• FRAGMENTO SELECCIONADO
◇ ◇ ◇ ◇ ◇

# Explorando Stats

En este documento se parsea y revisan los logs de eol.

In [1]:
import pandas as pd
import numpy as np
import json

In [2]:
course_json = json.load(open("redes-structure.json"))
course_df = pd.DataFrame.from_records(course_json["blocks"])
course_struct = course_df.T

In [3]:
def expand_list(df, list_column, new_column):
    """Expand a DataFrame with a column of list values.
    
    Source: https://medium.com/@johnadungan/expanding-lists-in-panda-dataframes-2724803498f8
    
    Arguments:
        df {pandas.core.frame.DataFrame} -- DataFrame with a column to expand
        list_column {str} -- name of the column (whose values are lists) to expand
        new_column {str} -- new name of the column
    Returns:
        pandas.core.frame.DataFrame -- DataFrame with list_column expanded
    """
    lens_of_lists = df[list_column].apply(len)
    max_len = max(lens_of_lists)
    origin_rows = range(df.shape[0])
    destination_rows = np.repeat(origin_rows, lens_of_lists)

◇ ◇ ◇ ◇ ◇

• EXTRACTOS DE DATOS

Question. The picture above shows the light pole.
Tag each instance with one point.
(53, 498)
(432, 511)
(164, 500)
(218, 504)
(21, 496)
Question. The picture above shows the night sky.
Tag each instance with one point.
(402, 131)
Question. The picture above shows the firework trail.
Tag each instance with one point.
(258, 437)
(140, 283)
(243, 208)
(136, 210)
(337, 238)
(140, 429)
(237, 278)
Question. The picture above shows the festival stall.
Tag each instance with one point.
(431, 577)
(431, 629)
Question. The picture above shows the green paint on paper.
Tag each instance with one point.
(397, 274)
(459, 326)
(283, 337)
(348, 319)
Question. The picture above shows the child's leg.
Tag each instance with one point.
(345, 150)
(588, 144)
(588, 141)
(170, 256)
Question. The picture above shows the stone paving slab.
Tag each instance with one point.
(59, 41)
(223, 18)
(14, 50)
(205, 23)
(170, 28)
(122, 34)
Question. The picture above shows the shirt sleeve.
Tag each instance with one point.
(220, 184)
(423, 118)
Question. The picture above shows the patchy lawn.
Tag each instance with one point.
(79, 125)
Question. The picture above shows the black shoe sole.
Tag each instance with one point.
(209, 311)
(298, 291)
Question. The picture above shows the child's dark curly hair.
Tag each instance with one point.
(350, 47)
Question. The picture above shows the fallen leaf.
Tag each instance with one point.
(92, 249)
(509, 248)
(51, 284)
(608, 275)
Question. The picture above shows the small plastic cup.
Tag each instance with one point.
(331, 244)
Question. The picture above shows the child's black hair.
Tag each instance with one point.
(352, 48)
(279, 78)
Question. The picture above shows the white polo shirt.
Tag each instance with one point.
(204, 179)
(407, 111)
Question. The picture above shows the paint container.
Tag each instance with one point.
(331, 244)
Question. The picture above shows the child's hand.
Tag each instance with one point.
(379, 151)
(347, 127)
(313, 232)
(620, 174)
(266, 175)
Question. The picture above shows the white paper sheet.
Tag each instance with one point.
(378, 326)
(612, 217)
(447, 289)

◇ ◇ ◇ ◇ ◇

• TAREA SOLICITADA
Copie textualmente, del fragmento sobre los logs de eol, la parte que se inicia con las palabras "lens_of_lists = df[list_column].apply(len)" y concluye con "destination_rows = np.repeat(origin_rows, lens_of_lists)".

• RESULTADO
lens_of_lists = df[list_column].apply(len)
    max_len = max(lens_of_lists)
    origin_rows = range(df.shape[0])
    destination_rows = np.repeat(origin_rows, lens_of_lists)